▶ _Try it_
Because the entries hold pictures, reproduce only their words, exactly as written.

▶ _Given records_
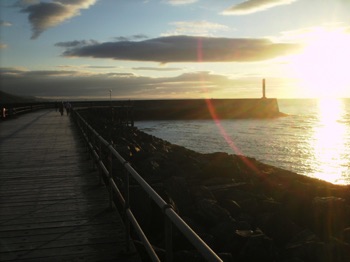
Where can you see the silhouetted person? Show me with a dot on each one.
(68, 107)
(61, 108)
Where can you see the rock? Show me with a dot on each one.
(178, 189)
(223, 233)
(300, 217)
(258, 247)
(231, 206)
(329, 215)
(278, 227)
(209, 213)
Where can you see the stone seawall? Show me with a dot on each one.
(243, 209)
(205, 109)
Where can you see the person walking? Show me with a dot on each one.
(61, 108)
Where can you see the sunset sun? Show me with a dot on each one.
(322, 67)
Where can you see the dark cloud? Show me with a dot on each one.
(252, 6)
(43, 15)
(130, 38)
(157, 68)
(76, 43)
(74, 85)
(185, 49)
(5, 23)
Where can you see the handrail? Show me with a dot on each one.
(167, 209)
(9, 111)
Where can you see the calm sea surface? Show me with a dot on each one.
(314, 140)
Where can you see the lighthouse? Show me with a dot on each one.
(264, 95)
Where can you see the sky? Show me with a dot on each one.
(172, 49)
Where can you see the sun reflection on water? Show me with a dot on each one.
(328, 142)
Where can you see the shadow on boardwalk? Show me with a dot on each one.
(52, 208)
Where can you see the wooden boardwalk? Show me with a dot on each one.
(51, 205)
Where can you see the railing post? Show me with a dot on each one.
(127, 206)
(110, 177)
(168, 228)
(99, 159)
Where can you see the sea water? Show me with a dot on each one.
(312, 140)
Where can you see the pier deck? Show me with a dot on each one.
(52, 207)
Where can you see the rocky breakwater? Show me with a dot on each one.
(243, 209)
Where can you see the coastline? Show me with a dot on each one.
(236, 203)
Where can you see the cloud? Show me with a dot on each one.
(157, 68)
(5, 23)
(185, 49)
(44, 15)
(70, 84)
(129, 38)
(180, 2)
(199, 28)
(76, 43)
(253, 6)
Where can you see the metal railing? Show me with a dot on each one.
(96, 144)
(13, 110)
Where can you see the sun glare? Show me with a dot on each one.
(328, 142)
(322, 67)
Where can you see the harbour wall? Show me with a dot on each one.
(184, 109)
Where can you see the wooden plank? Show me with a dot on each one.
(52, 206)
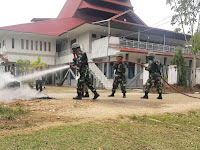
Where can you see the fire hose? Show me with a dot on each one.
(160, 76)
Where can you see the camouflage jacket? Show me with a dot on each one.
(154, 66)
(120, 68)
(81, 61)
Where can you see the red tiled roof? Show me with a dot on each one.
(54, 27)
(87, 5)
(69, 9)
(146, 52)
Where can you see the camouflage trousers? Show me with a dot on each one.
(84, 80)
(119, 79)
(156, 80)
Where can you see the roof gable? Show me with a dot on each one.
(128, 16)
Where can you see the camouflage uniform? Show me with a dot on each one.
(119, 77)
(82, 66)
(154, 76)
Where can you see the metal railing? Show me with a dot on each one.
(151, 46)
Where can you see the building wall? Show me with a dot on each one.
(16, 53)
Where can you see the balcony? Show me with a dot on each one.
(151, 46)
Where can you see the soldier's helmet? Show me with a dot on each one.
(75, 46)
(120, 55)
(151, 54)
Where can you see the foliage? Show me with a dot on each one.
(180, 62)
(23, 66)
(10, 113)
(170, 131)
(38, 63)
(195, 40)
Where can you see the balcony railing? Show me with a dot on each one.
(151, 46)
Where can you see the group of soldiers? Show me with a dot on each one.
(80, 62)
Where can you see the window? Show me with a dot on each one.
(94, 36)
(27, 44)
(40, 45)
(190, 63)
(103, 36)
(36, 45)
(49, 46)
(45, 46)
(13, 43)
(131, 70)
(31, 44)
(72, 42)
(111, 70)
(22, 44)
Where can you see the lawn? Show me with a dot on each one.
(170, 131)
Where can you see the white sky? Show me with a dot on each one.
(22, 11)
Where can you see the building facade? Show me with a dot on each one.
(103, 28)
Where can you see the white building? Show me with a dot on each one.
(104, 28)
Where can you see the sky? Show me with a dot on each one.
(153, 12)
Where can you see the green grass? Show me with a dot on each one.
(11, 113)
(136, 132)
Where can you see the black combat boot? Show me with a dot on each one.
(160, 96)
(145, 96)
(112, 95)
(86, 95)
(78, 97)
(96, 95)
(124, 95)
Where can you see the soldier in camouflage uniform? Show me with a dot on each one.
(154, 76)
(119, 77)
(81, 64)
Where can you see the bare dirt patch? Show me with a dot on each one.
(64, 110)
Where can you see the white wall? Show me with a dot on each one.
(16, 53)
(100, 47)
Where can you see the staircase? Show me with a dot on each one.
(99, 75)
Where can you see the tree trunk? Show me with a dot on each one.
(194, 72)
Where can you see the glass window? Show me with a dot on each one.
(165, 61)
(94, 36)
(131, 70)
(103, 36)
(22, 44)
(31, 44)
(13, 43)
(36, 45)
(72, 42)
(27, 44)
(49, 46)
(45, 46)
(40, 45)
(111, 70)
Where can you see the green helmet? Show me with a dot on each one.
(120, 55)
(75, 45)
(151, 54)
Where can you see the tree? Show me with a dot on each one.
(23, 66)
(187, 15)
(38, 63)
(181, 65)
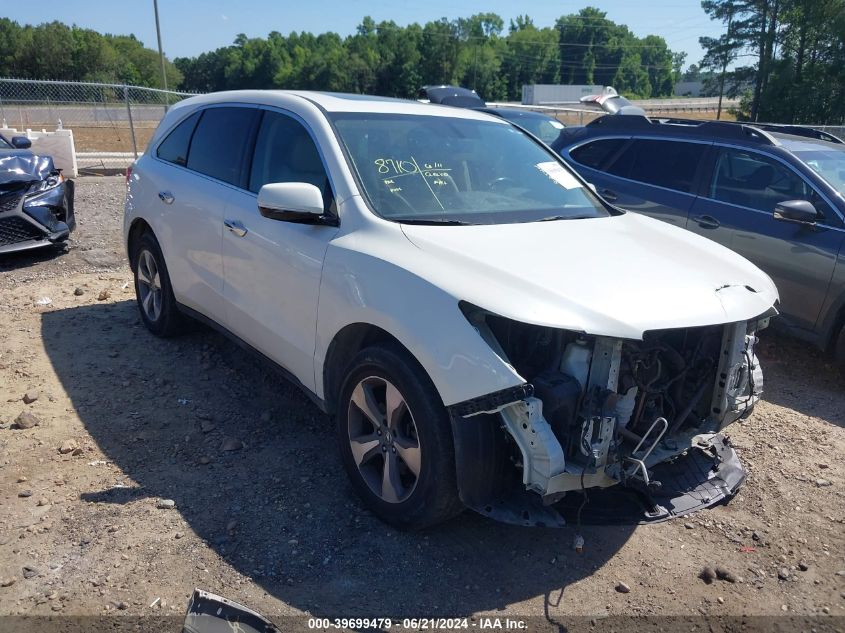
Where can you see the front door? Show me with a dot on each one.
(272, 268)
(744, 188)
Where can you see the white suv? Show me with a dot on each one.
(484, 329)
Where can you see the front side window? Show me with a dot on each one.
(829, 164)
(668, 164)
(755, 181)
(285, 152)
(598, 154)
(219, 144)
(451, 170)
(174, 148)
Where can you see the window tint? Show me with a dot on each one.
(598, 153)
(670, 164)
(755, 181)
(219, 145)
(174, 148)
(285, 152)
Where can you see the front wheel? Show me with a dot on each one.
(395, 440)
(153, 290)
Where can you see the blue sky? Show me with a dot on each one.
(190, 27)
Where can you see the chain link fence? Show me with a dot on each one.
(111, 123)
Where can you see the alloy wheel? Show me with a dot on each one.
(384, 440)
(149, 285)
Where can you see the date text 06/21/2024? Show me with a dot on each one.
(418, 624)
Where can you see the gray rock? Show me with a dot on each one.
(68, 446)
(707, 574)
(30, 572)
(231, 444)
(725, 574)
(26, 420)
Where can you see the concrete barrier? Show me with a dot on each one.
(58, 144)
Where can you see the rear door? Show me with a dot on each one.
(740, 198)
(185, 219)
(656, 177)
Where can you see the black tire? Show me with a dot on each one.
(167, 321)
(434, 495)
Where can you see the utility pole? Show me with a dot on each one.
(724, 66)
(160, 52)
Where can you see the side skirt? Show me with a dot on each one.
(284, 373)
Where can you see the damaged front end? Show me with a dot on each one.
(600, 412)
(36, 203)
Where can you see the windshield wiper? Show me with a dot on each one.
(434, 221)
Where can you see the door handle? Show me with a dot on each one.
(706, 221)
(235, 227)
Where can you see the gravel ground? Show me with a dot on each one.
(262, 512)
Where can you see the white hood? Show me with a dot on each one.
(618, 276)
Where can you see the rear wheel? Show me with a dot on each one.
(153, 290)
(395, 440)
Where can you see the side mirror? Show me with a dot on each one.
(21, 142)
(298, 202)
(800, 211)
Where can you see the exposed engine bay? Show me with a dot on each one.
(598, 412)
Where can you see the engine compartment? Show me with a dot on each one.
(604, 411)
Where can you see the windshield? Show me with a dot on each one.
(829, 164)
(459, 171)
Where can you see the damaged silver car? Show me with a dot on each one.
(36, 200)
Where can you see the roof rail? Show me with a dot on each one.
(800, 130)
(722, 129)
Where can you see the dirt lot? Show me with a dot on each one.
(263, 512)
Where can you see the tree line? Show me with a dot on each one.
(478, 52)
(785, 58)
(379, 58)
(57, 51)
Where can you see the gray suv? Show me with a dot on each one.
(774, 194)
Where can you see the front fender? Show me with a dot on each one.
(358, 287)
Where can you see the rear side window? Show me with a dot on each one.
(598, 153)
(285, 152)
(669, 164)
(220, 142)
(174, 148)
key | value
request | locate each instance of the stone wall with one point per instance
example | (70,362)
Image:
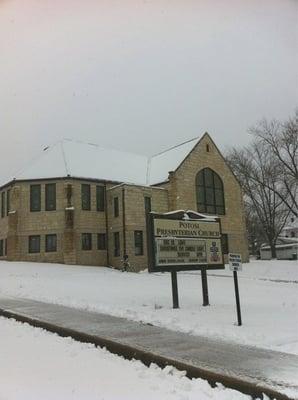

▶ _Exercise output_
Where can you see the silhouetted person? Show me with a dot on each one.
(68, 107)
(61, 108)
Where can you see the rock? Show me with a dot on each one.
(178, 189)
(223, 233)
(300, 217)
(258, 247)
(231, 206)
(329, 215)
(278, 227)
(209, 213)
Where can you see the stone seawall? Show me with a dot on each one.
(243, 209)
(205, 109)
Where can you see the person walking? Show me with a dot on each one.
(61, 108)
Where can you see the sunset sun? Show me with a dot on each one.
(322, 67)
Where can you see the dark cloud? Show me with a dot on each one.
(252, 6)
(43, 15)
(130, 38)
(157, 68)
(76, 43)
(74, 85)
(185, 49)
(5, 23)
Where can you see the handrail? Show me with a dot on each one.
(167, 209)
(9, 111)
Where can you see the calm sea surface? Show me with a dot on each one.
(314, 140)
Where can you see the lighthouse? Show me with a dot on each one.
(264, 95)
Where can you see the sky? Show me with a dot on each one.
(172, 49)
Where can you see the sun reflection on water? Show me with a dot on each one.
(328, 142)
Where can you see the shadow on boardwalk? Show me with a dot on each one.
(52, 208)
Where can you see the wooden boardwalk? Show me with a dot on each one.
(51, 205)
Where can you see the railing post? Show me with a dot on each one.
(127, 206)
(110, 177)
(168, 228)
(99, 159)
Where can you see the sea water? Show me with a dot on each one.
(312, 140)
Where can you see the pier deck? Show me with a dot on each one.
(52, 207)
Where can you see the rocky breakwater? Show me with a dot on each one.
(243, 209)
Where can you see the coastline? Show me with a dot on each one.
(236, 203)
Where can you see the cloud? Show me with a dot on each one.
(157, 68)
(5, 23)
(185, 49)
(44, 15)
(70, 84)
(129, 38)
(180, 2)
(199, 28)
(76, 43)
(253, 6)
Where can you see the metal railing? Show me with a dot on each one.
(96, 144)
(13, 110)
Where can you see the sun glare? Show me with a dot on each one.
(328, 142)
(322, 67)
Where can you see the harbour wall? Show me with a dot on each one.
(184, 109)
Where can you see the wooden plank? Show me with a dot on each one.
(52, 206)
Where can you see the fire hose? Show me with a dot on each one.
(160, 76)
Where can you see the camouflage jacket? Show me with a dot on each one.
(154, 66)
(120, 68)
(81, 61)
Where can you see the red tiled roof? Show me with a dot on each one.
(54, 27)
(87, 5)
(69, 9)
(146, 52)
Where can you see the camouflage trousers? Show me with a dot on each one.
(84, 80)
(119, 79)
(156, 80)
Where can you see the roof gable? Show me with a dot on each one.
(128, 16)
Where can you see the camouflage uniform? Show me with a dot on each one.
(119, 77)
(82, 66)
(154, 76)
Where can you see the metal railing? Show me with a dot on each one.
(151, 46)
Where can you see the building wall? Show me with a dot on each one.
(16, 53)
Where can you see the balcony? Show me with a dot on each one.
(151, 46)
Where can you see the soldier's helmet? Show me with a dot on each one.
(75, 46)
(120, 55)
(151, 54)
Where can you see the foliage? Show me with a dot on each one.
(180, 62)
(23, 66)
(10, 113)
(170, 131)
(38, 63)
(195, 40)
Where can you see the balcony railing? Show me with a dot on each one.
(151, 46)
Where can you see the group of soldiers? Show me with a dot on each one.
(80, 62)
Where can you see the window? Show me with a dot on each one.
(94, 36)
(27, 44)
(40, 45)
(190, 63)
(103, 36)
(36, 45)
(49, 46)
(45, 46)
(13, 43)
(131, 70)
(31, 44)
(72, 42)
(111, 70)
(22, 44)
Where can you see the lawn? Show me with a dot on each one.
(170, 131)
Where can you see the white sky? Show me with a dot on each one.
(22, 11)
Where can you see the building facade? Show me with a dot on each one.
(103, 28)
Where can you see the white building? Show me with a dot on each one.
(104, 28)
Where can you see the sky? Show me with a dot on each one.
(153, 12)
Where can you see the green grass? Show me with a dot on each one.
(11, 113)
(136, 132)
Where can you see the black combat boot? Show me with a dot on each one.
(160, 96)
(145, 96)
(112, 95)
(86, 95)
(78, 97)
(96, 95)
(124, 95)
Where can you see the soldier in camouflage uniform? Show me with a dot on each one.
(154, 76)
(119, 77)
(81, 64)
Where can you see the bare dirt patch? Show me with a dot on each one.
(64, 110)
Where can you see the white wall? Show me with a dot on each one.
(16, 53)
(100, 47)
Where can you see the staircase? Show me with a dot on each one.
(99, 75)
Where can you see the tree trunk? Show me with a dot on each one.
(194, 72)
Where can you see the glass window? Show me with a dot on each one.
(165, 61)
(94, 36)
(131, 70)
(103, 36)
(22, 44)
(31, 44)
(13, 43)
(36, 45)
(72, 42)
(27, 44)
(49, 46)
(45, 46)
(40, 45)
(111, 70)
Where can you see the green helmet? Show me with a dot on each one.
(120, 55)
(75, 45)
(151, 54)
Where can you see the tree? Show me with a dot on each one.
(23, 66)
(187, 15)
(38, 63)
(181, 65)
Where can you see the front door? Show me with a dot on each one.
(272, 268)
(744, 188)
Where can you see the white suv? Show me with a dot on each one.
(484, 329)
Where can you see the front side window? Show me with a dot on each one.
(829, 164)
(668, 164)
(755, 181)
(285, 152)
(598, 154)
(219, 144)
(451, 170)
(174, 148)
Where can you see the window tint? Show me with a dot on each one.
(598, 153)
(670, 164)
(755, 181)
(219, 145)
(174, 148)
(285, 152)
Where can you see the front wheel? Show me with a dot on each one.
(395, 440)
(153, 290)
Where can you see the blue sky? Show me with a dot on each one.
(190, 27)
Where can you see the chain link fence? Show me with a dot on each one.
(111, 123)
Where can you see the alloy wheel? Show me with a dot on each one.
(384, 440)
(149, 285)
Where can you see the date text 06/21/2024? Show me with a dot on each one.
(418, 624)
Where can you see the gray rock? Show me with a dot on each one.
(68, 446)
(707, 574)
(30, 572)
(231, 444)
(725, 574)
(26, 420)
Where can you see the concrete barrier? Show me with a dot on each one.
(58, 144)
Where can you see the rear door? Show me with a dot on each one.
(740, 198)
(185, 219)
(656, 177)
Where can you see the black tire? Show me with a dot on each one.
(167, 321)
(434, 495)
Where can you see the utility pole? Show me with a dot on each one.
(724, 66)
(160, 52)
Where can you see the side skirt? Show me with a dot on each one.
(284, 373)
Where can you see the damaged front end? Show me with a dot on each one.
(600, 412)
(36, 203)
Where can you see the windshield wiper? Show me with a dot on each one.
(434, 221)
Where can you see the door handle? Show me with a dot on each one.
(706, 221)
(235, 227)
Where can you see the gravel ground? Show me with a dot on each one.
(262, 512)
Where can you see the white hood? Show me with a dot on each one.
(618, 276)
Where can you see the rear wheel? Show me with a dot on each one.
(153, 290)
(395, 440)
Where can you see the side mirror? Show me with a dot on each one.
(21, 142)
(298, 202)
(800, 211)
Where can you see the exposed engine bay? Show me with a dot on each one.
(598, 412)
Where can you see the engine compartment? Show me with a dot on each one.
(604, 411)
Where can you see the windshield? Show me with a dot on each one.
(829, 164)
(459, 171)
Where can you see the damaged silver car? Show me with a dot on each one.
(36, 200)
Where can you see the roof rail? Show me with a dot on each one.
(800, 130)
(722, 129)
Where can you see the dirt lot? Show me with a dot on each one.
(263, 512)
Where can you see the tree line? Show me with a dot on each one.
(478, 52)
(785, 58)
(379, 58)
(57, 51)
Where can you see the gray suv? Show me with a dot on each one.
(774, 194)
Where can you see the front fender? Show me with a dot on each one.
(358, 287)
Where can you see the rear side window? Show me with a dot on each one.
(598, 153)
(285, 152)
(669, 164)
(220, 142)
(174, 148)
key | value
request | locate each instance of the stone wall with one point per instance
example | (70,362)
Image:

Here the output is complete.